Scale the stretch from the line containing "metalwork, one per instance" through the end of the items: write it all out again, instruction lines included, with every x and y coordinate in the answers multiplied by 1.25 and rounded to a whole number, halves going up.
----
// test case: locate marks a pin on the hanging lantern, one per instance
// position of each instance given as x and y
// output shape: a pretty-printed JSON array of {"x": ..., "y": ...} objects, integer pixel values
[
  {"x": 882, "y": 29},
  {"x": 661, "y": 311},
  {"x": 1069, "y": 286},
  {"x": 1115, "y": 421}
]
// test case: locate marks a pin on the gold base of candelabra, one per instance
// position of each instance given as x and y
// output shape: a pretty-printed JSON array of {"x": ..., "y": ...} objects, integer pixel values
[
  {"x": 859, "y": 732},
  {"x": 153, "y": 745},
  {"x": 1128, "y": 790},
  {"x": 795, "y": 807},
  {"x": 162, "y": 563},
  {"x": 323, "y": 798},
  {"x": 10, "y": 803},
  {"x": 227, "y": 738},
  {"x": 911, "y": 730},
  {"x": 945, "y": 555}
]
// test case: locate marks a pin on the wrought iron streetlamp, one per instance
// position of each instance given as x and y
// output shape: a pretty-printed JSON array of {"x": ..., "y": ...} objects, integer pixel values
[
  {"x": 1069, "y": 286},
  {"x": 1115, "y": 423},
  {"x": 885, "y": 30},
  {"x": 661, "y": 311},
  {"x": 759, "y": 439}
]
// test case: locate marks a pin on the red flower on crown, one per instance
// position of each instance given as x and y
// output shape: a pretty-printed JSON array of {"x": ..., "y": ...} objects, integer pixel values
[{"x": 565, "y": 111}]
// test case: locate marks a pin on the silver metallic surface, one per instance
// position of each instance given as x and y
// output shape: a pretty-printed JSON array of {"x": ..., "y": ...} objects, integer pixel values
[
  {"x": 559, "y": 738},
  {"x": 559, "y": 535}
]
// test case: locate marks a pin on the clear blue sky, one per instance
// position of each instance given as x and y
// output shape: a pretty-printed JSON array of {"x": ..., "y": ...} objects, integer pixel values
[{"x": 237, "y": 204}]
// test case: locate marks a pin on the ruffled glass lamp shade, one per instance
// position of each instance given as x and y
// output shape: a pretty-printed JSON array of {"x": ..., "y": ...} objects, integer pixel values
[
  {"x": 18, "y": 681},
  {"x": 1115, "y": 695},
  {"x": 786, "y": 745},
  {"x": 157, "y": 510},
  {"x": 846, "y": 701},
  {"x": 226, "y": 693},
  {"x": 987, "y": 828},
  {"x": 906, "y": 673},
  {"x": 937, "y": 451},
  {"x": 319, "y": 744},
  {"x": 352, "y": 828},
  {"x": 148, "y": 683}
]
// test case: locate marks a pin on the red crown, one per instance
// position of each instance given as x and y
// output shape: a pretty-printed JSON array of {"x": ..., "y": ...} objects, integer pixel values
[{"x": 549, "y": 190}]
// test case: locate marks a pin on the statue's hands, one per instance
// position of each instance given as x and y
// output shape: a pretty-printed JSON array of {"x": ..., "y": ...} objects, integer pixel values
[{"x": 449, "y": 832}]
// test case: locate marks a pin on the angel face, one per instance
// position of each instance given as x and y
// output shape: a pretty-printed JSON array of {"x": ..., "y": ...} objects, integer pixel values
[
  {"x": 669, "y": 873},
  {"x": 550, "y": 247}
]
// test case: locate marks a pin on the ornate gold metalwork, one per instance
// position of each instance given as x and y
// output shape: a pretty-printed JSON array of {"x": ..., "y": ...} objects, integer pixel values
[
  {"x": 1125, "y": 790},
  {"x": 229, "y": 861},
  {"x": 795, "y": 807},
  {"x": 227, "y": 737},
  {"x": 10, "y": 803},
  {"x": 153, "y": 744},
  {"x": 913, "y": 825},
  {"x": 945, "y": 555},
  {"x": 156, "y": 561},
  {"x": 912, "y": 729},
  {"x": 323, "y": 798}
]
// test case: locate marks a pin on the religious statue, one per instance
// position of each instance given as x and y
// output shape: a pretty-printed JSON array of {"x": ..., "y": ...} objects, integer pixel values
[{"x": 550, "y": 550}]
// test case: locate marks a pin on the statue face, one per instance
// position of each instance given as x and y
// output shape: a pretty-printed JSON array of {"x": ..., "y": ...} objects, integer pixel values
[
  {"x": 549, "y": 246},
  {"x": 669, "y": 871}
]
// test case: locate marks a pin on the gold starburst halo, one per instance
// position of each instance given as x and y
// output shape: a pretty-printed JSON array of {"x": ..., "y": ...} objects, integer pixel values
----
_Written solution_
// test case: locate marks a pin on the ornate gold metalwork, one per instance
// position of each instance given as x and y
// output shape: a pretty-printed JSON array of {"x": ..., "y": ...} objects, integer pixel values
[
  {"x": 1406, "y": 988},
  {"x": 286, "y": 1076},
  {"x": 994, "y": 1009},
  {"x": 284, "y": 921},
  {"x": 13, "y": 1004},
  {"x": 191, "y": 930},
  {"x": 1141, "y": 1031},
  {"x": 1181, "y": 694},
  {"x": 195, "y": 701},
  {"x": 1140, "y": 911},
  {"x": 404, "y": 998}
]
// test case: locate marks a pin on the religious statue, one per instance
// position of each instance given as x and y
// output shape: a pretty-printed JSON array of {"x": ..., "y": ...} objects, integer pixel values
[{"x": 688, "y": 688}]
// test case: locate marks a pin on the statue face, one per instance
// position of each instance given as x and y
// output shape: a pretty-printed JSON array of {"x": ..., "y": ...} objects, integer pixel values
[
  {"x": 686, "y": 308},
  {"x": 836, "y": 1089}
]
// test case: locate marks a pin on the gold starburst halo, one per instance
// position of each instance given as x and y
// output shape: a pretty-printed JSON array of {"x": ..., "y": ...} objects, integer pixel values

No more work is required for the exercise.